** START Page excerpt **
# biggest estimate of the year



## DiSantodrywall&paint (May 2, 2010)

i just did an estimate for a whole house two storys, It ended up being around 200 sheets and with all materials i came up with $6,854.44 the only thing i am concerned about is do you charge more for mudding and taping the inside corners i thought i saw something like 1.20 a foot but wasnt sure.


----------



## DSJOHN (Apr 5, 2010)

200 Sheets @ $1.20= $11520 and I dont understand the mudding and taping inside corner question? Isnt that part of any job?


----------



## SlimPickins (Aug 10, 2010)

I'm not sure how a guy calling himself "My Name Drywall & Paint" can ask so many simple drywall related questions. What's the story? I'm not trying to be a d!ck, I just can't figure it out....:confused1:


----------



## SlimPickins (Aug 10, 2010)

DSJOHN said:


> 200 Sheets @ $1.20= $11520 and I dont understand the mudding and taping inside corner question? Isnt that part of any job?


Even with 200 8' sheets it still comes out to about $7600???


----------



## moore (Dec 2, 2010)

[me] 200 boards [run of the mill] $5,500 labor..
Oh,, that includes me [email protected] the angles.


----------



## cdwoodcox (Jan 3, 2011)

So you're sq.ft. price is roughly .68. and you're wondering of you should charge 1.20 per what linear foot of all angles:blink:. To answer you're question no, angles just like screws are part of drywall covered in you're sq. ft. price. I'm assuming you're hanging and finishing at that price. 

If you feel the need to charge more I would go ahead and charge 1.20 per linear foot for all angles,bead,seams,butts and how about .50 for all screws. You're competition will love you for you're bids.


----------



## DiSantodrywall&paint (May 2, 2010)

i actually charge 8 a sheet to hang and 16 a sheet to mud, so .75 a sq ft. Ive read on here some people charge for linear foot to do the angles where the wall meets the seeling L <--- I dont but was wondering if i was close on my estimate because i dont want ot be a low baller bidder just to win jobs. but i also want to make money and not just be working for nothing. Thats why i ask ?s. I just wont ask any more. sorry i bug all of you while trying to start a legit business.


----------



## Muddauber (Jan 26, 2008)

So that's why I've never made any real money. I don't charge extra to tape the " SEELING " angles.:whistling2:


----------



## moore (Dec 2, 2010)

i actually charge 8 a sheet to hang and 16 a sheet to mud,



That's a fair labor price man.. For a straight 8 ...
There gonna bust ya balls here .. get use to It.


----------



## DSJOHN (Apr 5, 2010)

DiSantodrywall&paint said:


> i actually charge 8 a sheet to hang and 16 a sheet to mud, so .75 a sq ft. Ive read on here some people charge for linear foot to do the angles where the wall meets the seeling L <--- I dont but was wondering if i was close on my estimate because i dont want ot be a low baller bidder just to win jobs. but i also want to make money and not just be working for nothing. Thats why i ask ?s. I just wont ask any more. sorry i bug all of you while trying to start a legit business.
** END Page excerpt **
** START Given information **
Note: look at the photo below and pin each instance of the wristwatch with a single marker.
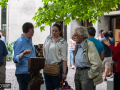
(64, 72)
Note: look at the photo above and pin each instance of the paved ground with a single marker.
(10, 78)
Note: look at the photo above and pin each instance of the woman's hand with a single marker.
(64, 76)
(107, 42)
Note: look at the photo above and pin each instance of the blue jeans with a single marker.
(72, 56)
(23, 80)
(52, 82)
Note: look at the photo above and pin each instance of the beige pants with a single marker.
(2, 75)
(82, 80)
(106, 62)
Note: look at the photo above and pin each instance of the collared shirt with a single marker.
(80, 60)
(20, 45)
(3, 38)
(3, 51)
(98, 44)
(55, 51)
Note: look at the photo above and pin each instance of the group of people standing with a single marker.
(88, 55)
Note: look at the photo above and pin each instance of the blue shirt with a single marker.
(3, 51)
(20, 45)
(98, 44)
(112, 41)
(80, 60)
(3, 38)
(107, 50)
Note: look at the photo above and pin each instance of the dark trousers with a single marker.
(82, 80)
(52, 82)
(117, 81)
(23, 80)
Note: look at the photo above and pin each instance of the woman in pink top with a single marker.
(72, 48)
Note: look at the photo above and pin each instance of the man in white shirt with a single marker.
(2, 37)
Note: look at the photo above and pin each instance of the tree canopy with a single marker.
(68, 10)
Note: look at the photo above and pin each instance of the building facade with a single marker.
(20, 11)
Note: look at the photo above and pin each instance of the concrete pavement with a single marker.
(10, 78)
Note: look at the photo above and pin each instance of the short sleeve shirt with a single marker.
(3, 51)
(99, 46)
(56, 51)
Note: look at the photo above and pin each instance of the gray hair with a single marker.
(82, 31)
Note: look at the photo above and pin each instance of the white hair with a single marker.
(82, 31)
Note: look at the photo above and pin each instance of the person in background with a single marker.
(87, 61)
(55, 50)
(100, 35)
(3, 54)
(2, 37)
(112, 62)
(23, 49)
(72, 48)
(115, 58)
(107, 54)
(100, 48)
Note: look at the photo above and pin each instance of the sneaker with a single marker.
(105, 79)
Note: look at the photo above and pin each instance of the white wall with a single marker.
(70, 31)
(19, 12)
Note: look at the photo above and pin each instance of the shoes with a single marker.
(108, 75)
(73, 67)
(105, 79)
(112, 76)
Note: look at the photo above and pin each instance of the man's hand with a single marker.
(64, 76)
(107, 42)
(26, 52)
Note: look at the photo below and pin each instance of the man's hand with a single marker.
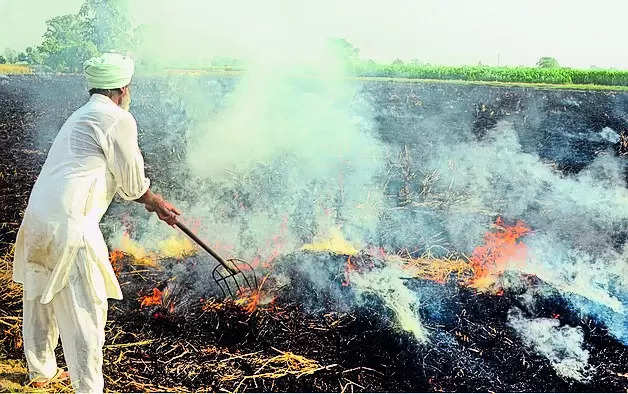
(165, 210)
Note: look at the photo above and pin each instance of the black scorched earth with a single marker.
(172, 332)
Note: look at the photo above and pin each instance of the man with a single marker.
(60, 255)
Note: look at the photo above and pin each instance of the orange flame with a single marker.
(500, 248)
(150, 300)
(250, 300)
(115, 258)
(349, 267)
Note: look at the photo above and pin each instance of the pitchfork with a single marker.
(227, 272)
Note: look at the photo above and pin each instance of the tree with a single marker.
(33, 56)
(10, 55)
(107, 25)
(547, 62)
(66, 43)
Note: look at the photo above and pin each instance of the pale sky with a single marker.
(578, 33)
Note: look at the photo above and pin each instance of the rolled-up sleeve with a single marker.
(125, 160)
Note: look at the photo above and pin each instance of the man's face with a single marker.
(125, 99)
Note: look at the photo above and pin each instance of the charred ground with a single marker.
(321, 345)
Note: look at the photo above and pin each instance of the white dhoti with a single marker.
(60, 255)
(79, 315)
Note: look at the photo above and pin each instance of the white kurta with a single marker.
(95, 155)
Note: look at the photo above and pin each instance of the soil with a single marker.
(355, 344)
** END Given information **
** START Given information **
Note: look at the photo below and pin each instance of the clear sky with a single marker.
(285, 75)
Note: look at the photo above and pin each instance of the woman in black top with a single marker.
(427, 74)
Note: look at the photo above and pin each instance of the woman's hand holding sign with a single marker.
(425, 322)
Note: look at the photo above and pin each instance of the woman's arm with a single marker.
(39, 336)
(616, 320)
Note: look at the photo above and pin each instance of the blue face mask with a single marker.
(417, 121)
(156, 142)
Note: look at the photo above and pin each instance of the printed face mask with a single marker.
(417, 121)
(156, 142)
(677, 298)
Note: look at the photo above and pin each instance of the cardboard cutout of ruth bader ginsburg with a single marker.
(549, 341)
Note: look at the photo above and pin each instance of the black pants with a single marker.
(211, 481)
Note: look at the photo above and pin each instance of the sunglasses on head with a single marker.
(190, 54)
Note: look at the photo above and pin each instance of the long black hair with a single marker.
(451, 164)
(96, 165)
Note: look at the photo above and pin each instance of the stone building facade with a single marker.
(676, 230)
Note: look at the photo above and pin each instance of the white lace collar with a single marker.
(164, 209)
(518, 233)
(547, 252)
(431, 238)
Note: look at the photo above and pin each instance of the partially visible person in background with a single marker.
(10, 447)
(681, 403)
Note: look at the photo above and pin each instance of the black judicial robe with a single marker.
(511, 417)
** END Given information **
** START Given information **
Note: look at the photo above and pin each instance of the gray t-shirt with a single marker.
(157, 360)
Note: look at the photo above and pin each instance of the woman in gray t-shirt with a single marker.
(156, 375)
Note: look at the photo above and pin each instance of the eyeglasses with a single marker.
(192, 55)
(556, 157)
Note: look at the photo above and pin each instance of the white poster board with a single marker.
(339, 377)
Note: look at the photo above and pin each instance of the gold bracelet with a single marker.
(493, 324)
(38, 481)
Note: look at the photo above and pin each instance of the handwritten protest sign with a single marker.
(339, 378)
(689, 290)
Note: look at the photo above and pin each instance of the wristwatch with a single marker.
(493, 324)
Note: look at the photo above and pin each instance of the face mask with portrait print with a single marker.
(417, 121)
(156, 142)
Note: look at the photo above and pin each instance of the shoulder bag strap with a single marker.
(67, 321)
** END Given information **
#### Work to complete
Please carry on the forum thread about pricing a drywall estimate from its last line. The material stands apart from the drywall estimate thread.

#### Reply
Dude you need thick skin around here,hang in there, there are no stupid questions-just stupid people!!!Drywall pricing is figured sqft or sheet[the same to me] an 8ft sheet @ $8 is= .25 a sqft a 12ft sheet @ $16 is = .33 sqft or an 8ft sheet @ $16 to finish=.50sqft /that being a little high in todays market.:thumbsup:


----------



## DSJOHN (Apr 5, 2010)

SlimPickins said:


> Even with 200 8' sheets it still comes out to about $7600???


:jester:Slim, you own a calculator dont you?:blink:


----------



## moore (Dec 2, 2010)

DiSantodrywall&paint said:


> i just did an estimate for a whole house two storys, It ended up being around 200 sheets and with all materials i came up with $6,854.44 the only thing i am concerned about is do you charge more for mudding and taping the inside corners i thought i saw something like 1.20 a foot but wasnt sure.


What kind of house Is It ??


----------



## cdwoodcox (Jan 3, 2011)

DiSantodrywall&paint said:


> i actually charge 8 a sheet to hang and 16 a sheet to mud, so .75 a sq ft. Ive read on here some people charge for linear foot to do the angles where the wall meets the seeling L <--- I dont but was wondering if i was close on my estimate because i dont want ot be a low baller bidder just to win jobs. but i also want to make money and not just be working for nothing. Thats why i ask ?s. I just wont ask any more. sorry i bug all of you while trying to start a legit business.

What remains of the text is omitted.